◆ Exercise description ◆
Repeat exactly the lines below from the line that contains "Thank you for the photo. Please point out the black" to the last line, inclusive, without the pictures.

-=-=-=-=-

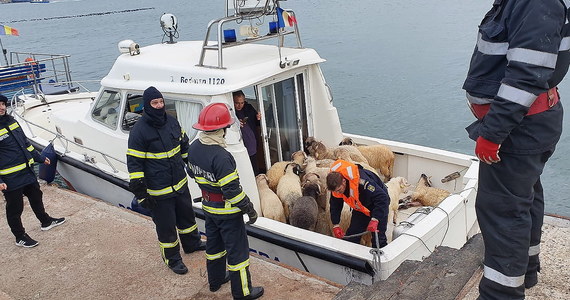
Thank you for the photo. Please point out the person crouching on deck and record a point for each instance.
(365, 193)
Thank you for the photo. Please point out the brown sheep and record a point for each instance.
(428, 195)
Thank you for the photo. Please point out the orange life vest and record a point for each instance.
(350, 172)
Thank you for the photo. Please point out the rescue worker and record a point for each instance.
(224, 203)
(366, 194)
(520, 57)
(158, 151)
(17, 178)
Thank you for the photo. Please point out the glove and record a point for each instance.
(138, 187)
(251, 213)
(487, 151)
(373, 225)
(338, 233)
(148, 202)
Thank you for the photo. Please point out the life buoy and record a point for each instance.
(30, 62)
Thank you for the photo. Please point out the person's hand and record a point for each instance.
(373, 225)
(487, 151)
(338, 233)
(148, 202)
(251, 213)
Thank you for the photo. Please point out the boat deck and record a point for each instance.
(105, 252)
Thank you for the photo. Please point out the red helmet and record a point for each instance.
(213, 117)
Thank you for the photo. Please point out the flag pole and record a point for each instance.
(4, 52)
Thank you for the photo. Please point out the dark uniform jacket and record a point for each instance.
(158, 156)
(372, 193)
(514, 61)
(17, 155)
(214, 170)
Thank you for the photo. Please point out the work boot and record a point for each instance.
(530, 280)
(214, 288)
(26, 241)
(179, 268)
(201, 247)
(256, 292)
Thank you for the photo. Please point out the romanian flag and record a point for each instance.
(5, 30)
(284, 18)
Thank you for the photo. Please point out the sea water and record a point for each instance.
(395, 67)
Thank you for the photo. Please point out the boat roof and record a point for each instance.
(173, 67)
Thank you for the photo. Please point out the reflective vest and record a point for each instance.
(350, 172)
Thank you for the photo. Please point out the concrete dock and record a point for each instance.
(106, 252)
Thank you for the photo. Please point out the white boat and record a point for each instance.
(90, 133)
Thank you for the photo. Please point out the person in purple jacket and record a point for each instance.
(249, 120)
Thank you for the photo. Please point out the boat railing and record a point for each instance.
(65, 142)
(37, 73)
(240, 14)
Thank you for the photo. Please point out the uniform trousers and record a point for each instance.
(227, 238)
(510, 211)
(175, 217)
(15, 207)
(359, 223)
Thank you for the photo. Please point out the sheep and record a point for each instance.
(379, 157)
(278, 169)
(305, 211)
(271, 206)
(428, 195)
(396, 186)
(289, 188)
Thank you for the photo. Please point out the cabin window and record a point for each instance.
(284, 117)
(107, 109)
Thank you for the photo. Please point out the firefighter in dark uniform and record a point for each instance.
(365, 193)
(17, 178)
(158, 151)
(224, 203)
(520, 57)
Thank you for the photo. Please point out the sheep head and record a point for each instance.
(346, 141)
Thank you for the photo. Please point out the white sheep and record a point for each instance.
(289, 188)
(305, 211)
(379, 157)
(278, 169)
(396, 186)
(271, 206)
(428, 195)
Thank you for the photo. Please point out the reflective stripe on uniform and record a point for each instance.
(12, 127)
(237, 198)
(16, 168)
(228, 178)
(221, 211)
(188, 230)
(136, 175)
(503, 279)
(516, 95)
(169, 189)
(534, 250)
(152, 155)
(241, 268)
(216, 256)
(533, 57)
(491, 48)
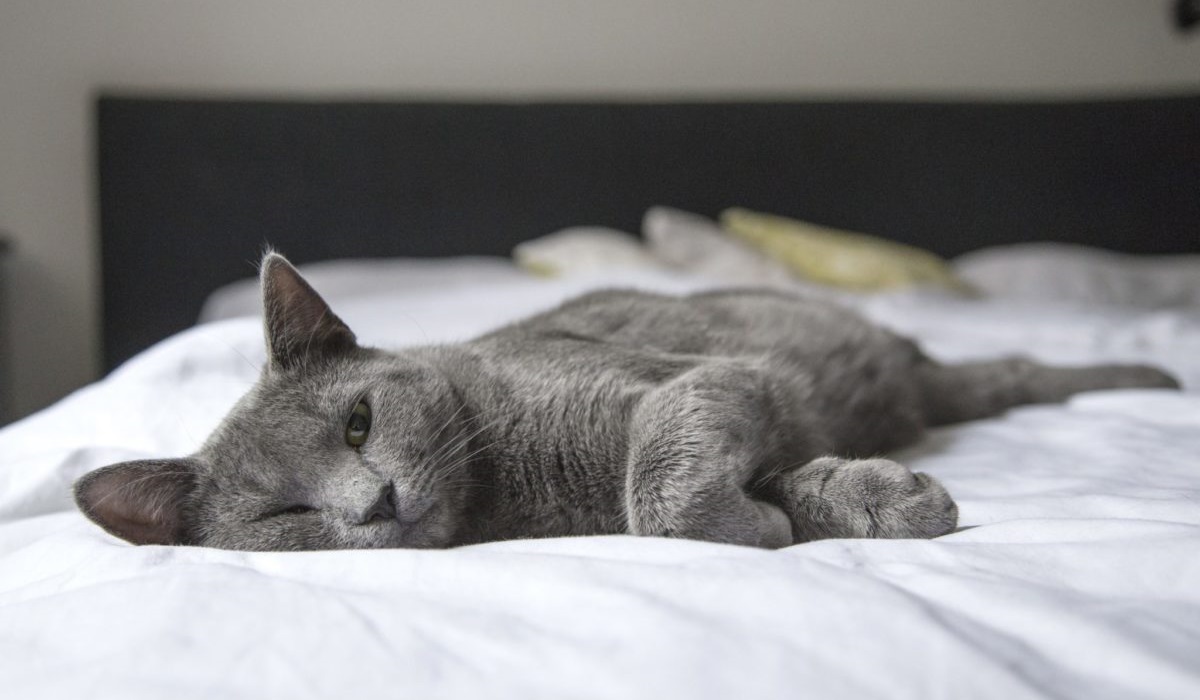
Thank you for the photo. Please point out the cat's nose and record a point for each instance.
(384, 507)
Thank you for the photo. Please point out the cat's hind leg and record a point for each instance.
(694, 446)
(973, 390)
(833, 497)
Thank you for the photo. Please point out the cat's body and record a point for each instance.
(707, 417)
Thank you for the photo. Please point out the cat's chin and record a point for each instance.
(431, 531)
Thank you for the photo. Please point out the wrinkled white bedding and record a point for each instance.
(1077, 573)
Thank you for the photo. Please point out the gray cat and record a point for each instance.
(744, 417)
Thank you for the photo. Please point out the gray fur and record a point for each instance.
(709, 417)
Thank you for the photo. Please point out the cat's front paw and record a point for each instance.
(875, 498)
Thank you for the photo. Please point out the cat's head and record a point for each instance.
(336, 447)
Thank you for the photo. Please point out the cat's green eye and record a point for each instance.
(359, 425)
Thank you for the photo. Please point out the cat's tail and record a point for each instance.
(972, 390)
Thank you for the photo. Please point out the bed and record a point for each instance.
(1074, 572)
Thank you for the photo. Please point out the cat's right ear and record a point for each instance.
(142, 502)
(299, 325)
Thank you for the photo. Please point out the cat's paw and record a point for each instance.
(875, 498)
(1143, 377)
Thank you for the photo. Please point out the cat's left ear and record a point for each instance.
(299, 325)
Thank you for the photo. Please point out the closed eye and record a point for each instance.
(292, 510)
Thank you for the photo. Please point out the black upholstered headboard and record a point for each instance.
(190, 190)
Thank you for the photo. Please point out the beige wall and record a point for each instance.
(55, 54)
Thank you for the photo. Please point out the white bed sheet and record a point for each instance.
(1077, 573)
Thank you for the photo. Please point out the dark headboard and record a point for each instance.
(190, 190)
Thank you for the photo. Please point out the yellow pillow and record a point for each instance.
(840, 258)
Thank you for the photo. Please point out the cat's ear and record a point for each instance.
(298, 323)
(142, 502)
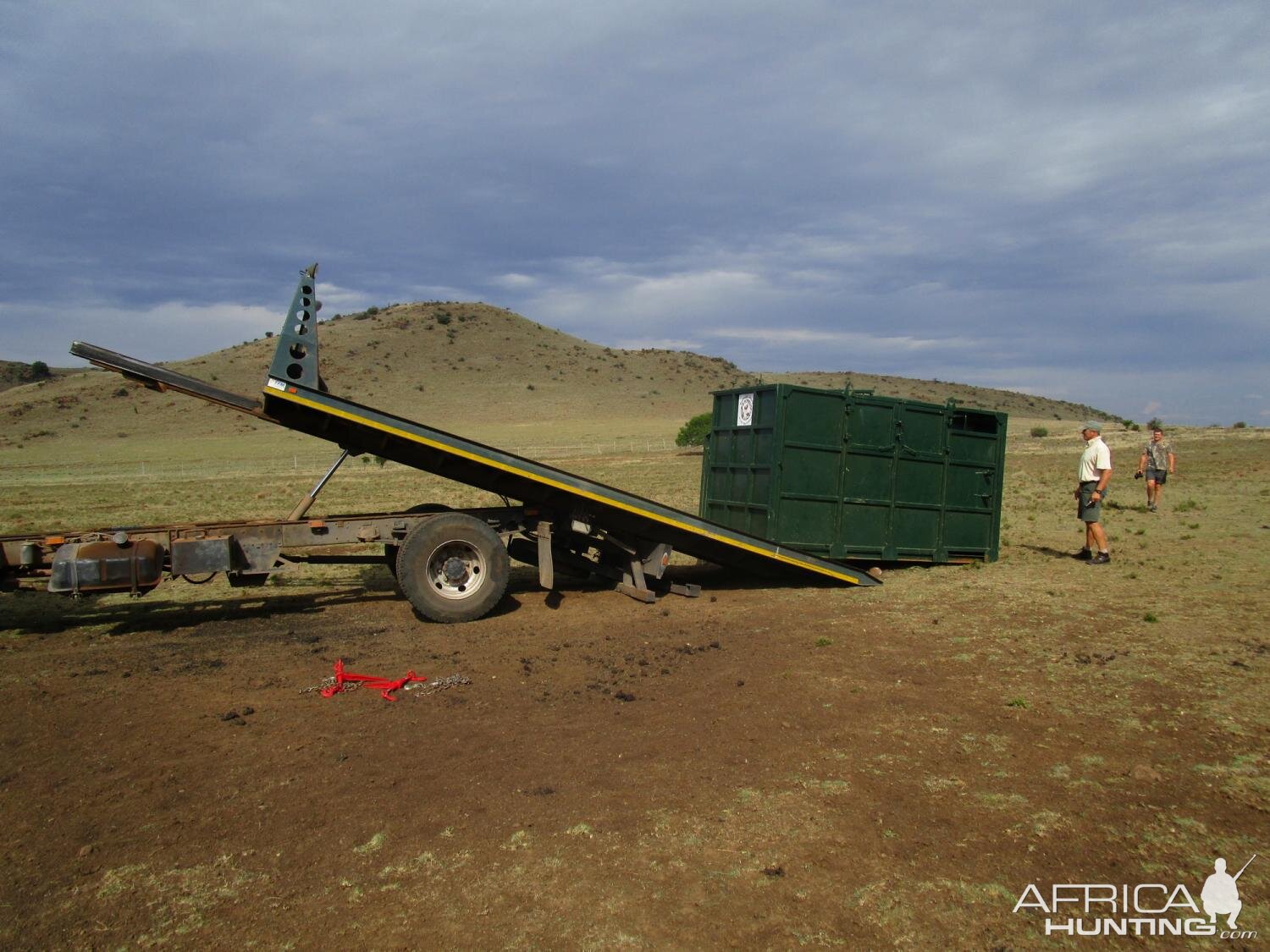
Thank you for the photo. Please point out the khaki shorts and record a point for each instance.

-=-=-=-=-

◆ Written solution ◆
Thank you for the photo. Please point out the black upholstered headboard and record a point for each instance.
(190, 190)
Thank you for the photo. Please point out the beige wall and record a point for each instance.
(55, 54)
Thank you for the photo. Please point out the white bed sheet and record a point for each instance.
(1077, 573)
Thank you for the photo. Please point out the dark headboard and record a point for each instance.
(190, 190)
Thank you for the photo. Please point out the yellow pillow and record a point for each instance.
(840, 258)
Thank you for the photo. Please point out the cat's ear and record a point for each instance.
(298, 323)
(142, 502)
Thank you for the photo. Please point out the khaki shorts and record a point for each instance.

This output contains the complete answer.